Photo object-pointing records
— begin —

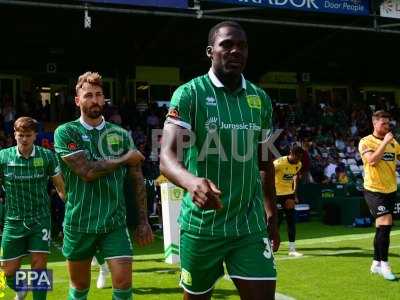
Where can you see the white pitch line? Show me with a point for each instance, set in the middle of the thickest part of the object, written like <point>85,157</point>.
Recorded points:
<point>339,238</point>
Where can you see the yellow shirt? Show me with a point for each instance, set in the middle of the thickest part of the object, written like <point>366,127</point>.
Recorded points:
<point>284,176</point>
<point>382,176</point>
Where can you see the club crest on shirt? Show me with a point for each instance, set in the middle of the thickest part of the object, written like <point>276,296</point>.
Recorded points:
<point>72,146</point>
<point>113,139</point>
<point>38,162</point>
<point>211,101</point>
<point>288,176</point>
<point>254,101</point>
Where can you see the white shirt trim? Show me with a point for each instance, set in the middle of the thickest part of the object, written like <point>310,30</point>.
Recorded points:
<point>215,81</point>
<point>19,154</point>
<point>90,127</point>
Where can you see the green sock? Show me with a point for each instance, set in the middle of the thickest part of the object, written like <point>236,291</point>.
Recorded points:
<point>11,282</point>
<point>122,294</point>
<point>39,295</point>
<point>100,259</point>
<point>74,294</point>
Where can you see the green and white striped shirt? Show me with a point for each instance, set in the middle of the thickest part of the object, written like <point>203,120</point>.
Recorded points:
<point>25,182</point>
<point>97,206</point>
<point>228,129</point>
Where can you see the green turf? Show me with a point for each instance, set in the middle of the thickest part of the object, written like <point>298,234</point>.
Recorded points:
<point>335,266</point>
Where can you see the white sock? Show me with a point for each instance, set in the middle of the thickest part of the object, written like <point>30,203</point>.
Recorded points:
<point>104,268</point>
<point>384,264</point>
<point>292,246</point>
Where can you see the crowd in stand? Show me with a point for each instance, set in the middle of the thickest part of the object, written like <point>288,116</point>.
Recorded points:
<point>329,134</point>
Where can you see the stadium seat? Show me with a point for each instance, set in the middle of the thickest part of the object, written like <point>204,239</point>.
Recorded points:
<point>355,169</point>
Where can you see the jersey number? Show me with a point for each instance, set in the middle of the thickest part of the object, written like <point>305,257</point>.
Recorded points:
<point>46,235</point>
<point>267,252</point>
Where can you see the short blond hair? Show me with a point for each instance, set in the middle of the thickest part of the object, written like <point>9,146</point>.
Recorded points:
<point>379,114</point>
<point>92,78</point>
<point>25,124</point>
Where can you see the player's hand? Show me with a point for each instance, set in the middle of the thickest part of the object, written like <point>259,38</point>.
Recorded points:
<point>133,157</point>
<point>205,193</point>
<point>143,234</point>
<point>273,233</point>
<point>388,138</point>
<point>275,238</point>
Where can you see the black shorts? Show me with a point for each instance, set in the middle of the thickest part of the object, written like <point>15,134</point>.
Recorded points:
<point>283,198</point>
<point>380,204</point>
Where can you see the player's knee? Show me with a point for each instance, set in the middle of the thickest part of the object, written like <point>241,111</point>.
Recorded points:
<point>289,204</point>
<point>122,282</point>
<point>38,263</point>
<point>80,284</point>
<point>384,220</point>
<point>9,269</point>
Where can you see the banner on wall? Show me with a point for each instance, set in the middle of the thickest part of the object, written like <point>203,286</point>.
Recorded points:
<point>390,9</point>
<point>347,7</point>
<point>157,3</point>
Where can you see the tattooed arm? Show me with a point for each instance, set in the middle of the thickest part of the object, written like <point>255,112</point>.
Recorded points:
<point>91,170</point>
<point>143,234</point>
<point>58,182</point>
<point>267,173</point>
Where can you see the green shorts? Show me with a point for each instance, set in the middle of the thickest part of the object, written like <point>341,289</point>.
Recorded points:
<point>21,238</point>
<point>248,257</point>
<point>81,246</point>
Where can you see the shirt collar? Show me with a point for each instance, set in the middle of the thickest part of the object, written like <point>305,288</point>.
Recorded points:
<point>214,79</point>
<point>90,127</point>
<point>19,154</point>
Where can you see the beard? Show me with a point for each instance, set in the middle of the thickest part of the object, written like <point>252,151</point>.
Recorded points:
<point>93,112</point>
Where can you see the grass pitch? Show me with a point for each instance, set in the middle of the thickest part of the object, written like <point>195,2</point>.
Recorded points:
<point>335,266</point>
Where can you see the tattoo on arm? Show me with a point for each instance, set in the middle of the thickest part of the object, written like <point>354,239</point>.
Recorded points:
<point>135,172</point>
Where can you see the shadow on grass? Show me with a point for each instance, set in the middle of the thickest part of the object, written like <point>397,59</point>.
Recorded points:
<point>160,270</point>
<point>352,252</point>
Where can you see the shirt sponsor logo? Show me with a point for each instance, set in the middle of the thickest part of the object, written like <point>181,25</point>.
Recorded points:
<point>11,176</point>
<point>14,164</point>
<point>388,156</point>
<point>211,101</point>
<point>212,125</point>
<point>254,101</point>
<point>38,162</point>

— end —

● **INSTRUCTIONS TO FOLLOW**:
Copy out every line of the records above word for word, leaving out the pictures.

● **THE COMPLETED TASK**:
Where can you see the white pitch line? Show me with a point for each instance, set in the middle of the thickest part of the object, written like <point>85,157</point>.
Recorded points:
<point>339,238</point>
Where can you see the yellow shirt? Show me with a point for each instance, set in the middle of the thickest part of the object, written like <point>366,127</point>.
Recorded points:
<point>284,176</point>
<point>382,176</point>
Where can you see the club crest on shirt? Show me with a point for each instance, set in the middle of the thickest part of the object, written like <point>276,296</point>.
Recorded points:
<point>72,146</point>
<point>113,139</point>
<point>38,162</point>
<point>211,101</point>
<point>288,176</point>
<point>254,101</point>
Where can you see the white shirt trim? Show me with a point for each instance, set in the middle of the thickest part of the object, written like <point>310,30</point>.
Recorded points:
<point>215,81</point>
<point>19,154</point>
<point>90,127</point>
Where can you see the green sock? Show me with a point for each instance, set in the middle of the thickest part of the object, written like <point>236,291</point>.
Recorded points:
<point>11,282</point>
<point>122,294</point>
<point>39,295</point>
<point>100,259</point>
<point>74,294</point>
Where can you see the green and white striped shirt? Show me with a point for each instance, set in the middle of the thickest part of the object, written like <point>203,120</point>.
Recorded points:
<point>25,182</point>
<point>97,206</point>
<point>228,129</point>
Where can you see the green turf? Show me with a point for each instance, set in the middle of the thickest part of the object, written like <point>298,234</point>.
Recorded points:
<point>335,266</point>
Where can you see the white sock? Show me with a point for each instance, set in the middle of the thickest part of the object, written like <point>30,203</point>.
Recorded points:
<point>104,268</point>
<point>384,264</point>
<point>292,246</point>
Where can you see the crowd in stand? Show me with a point for each instance, set in the middle of the thickest part of the object, written like <point>288,116</point>.
Recorded points:
<point>329,134</point>
Where can you see the stadium seat? Show me with a point for each instance, set in the middle of the thickest part of the object, written like <point>204,239</point>.
Recorded points:
<point>355,169</point>
Where can you see the jersey number? Show me with a point for each instance, set in the middle of the thickest part of the object, written like <point>305,257</point>.
Recorded points:
<point>46,235</point>
<point>267,252</point>
Where can you see the short blond hair? Show me with a point for each instance, set in the middle of the thickest part of the object, written like <point>9,146</point>.
Recorded points:
<point>379,114</point>
<point>92,78</point>
<point>25,124</point>
Where can you see the player's hand? Show me with a point for each instance, set in the middle of the thickest part of the object, written like <point>259,38</point>.
Recorded points:
<point>133,157</point>
<point>205,193</point>
<point>143,234</point>
<point>273,233</point>
<point>388,138</point>
<point>275,238</point>
Where can you see the black shorts? Show me with a point for each instance, set in the middle of the thickest part of the object, written like <point>15,134</point>.
Recorded points:
<point>283,198</point>
<point>380,204</point>
Where can you see the player's knee? Show me with a point for each instance, set in the middle of the thickest part of the object, written like <point>241,111</point>.
Recorded points:
<point>289,204</point>
<point>122,282</point>
<point>38,263</point>
<point>80,284</point>
<point>384,220</point>
<point>9,269</point>
Where can you see the banner on wall? Show me with a point for each instance, set in the middle of the thickest part of the object, written like <point>203,286</point>.
Recorded points:
<point>390,9</point>
<point>347,7</point>
<point>157,3</point>
Where can you see the tattooed arm? Show me with a point for each instance, set in the middle of the thickest part of the object, written like <point>255,112</point>.
Recorded points:
<point>91,170</point>
<point>143,234</point>
<point>58,182</point>
<point>267,173</point>
Where can you see the green shorts? Show me with a point for each instance, set in the middle of the thickest part of the object, written like <point>341,289</point>.
Recorded points:
<point>21,238</point>
<point>248,257</point>
<point>81,246</point>
Where can you see the shirt collar? Show me with a point for each instance, set in the middle of the thickest part of the object, written like <point>305,288</point>.
Recorded points:
<point>214,79</point>
<point>90,127</point>
<point>19,154</point>
Where can you see the beard? Show me with a point for each instance, set in the middle of the thickest part of the object, written like <point>252,151</point>.
Recorded points:
<point>93,112</point>
Where can you see the grass pitch? Show me with a point for each instance, set in the middle of the thickest part of the object, written like <point>195,2</point>.
Recorded points:
<point>335,266</point>
Where can you see the tattoo on arm? Show me with a point for each instance, set in the middle of the thickest part of the object, written like <point>354,239</point>.
Recorded points:
<point>135,172</point>
Where can you see the shadow on grass? Show me with a point for each instance, set in the middle of the thickest part of the object, written like <point>397,59</point>.
Recorded points:
<point>160,270</point>
<point>352,252</point>
Where can you see the shirt sponsor logo? Show me with a point for each instance, set in the middle of the thickest part of the object, written like <point>181,25</point>.
Recorded points:
<point>11,176</point>
<point>14,164</point>
<point>388,156</point>
<point>211,101</point>
<point>212,125</point>
<point>254,101</point>
<point>38,162</point>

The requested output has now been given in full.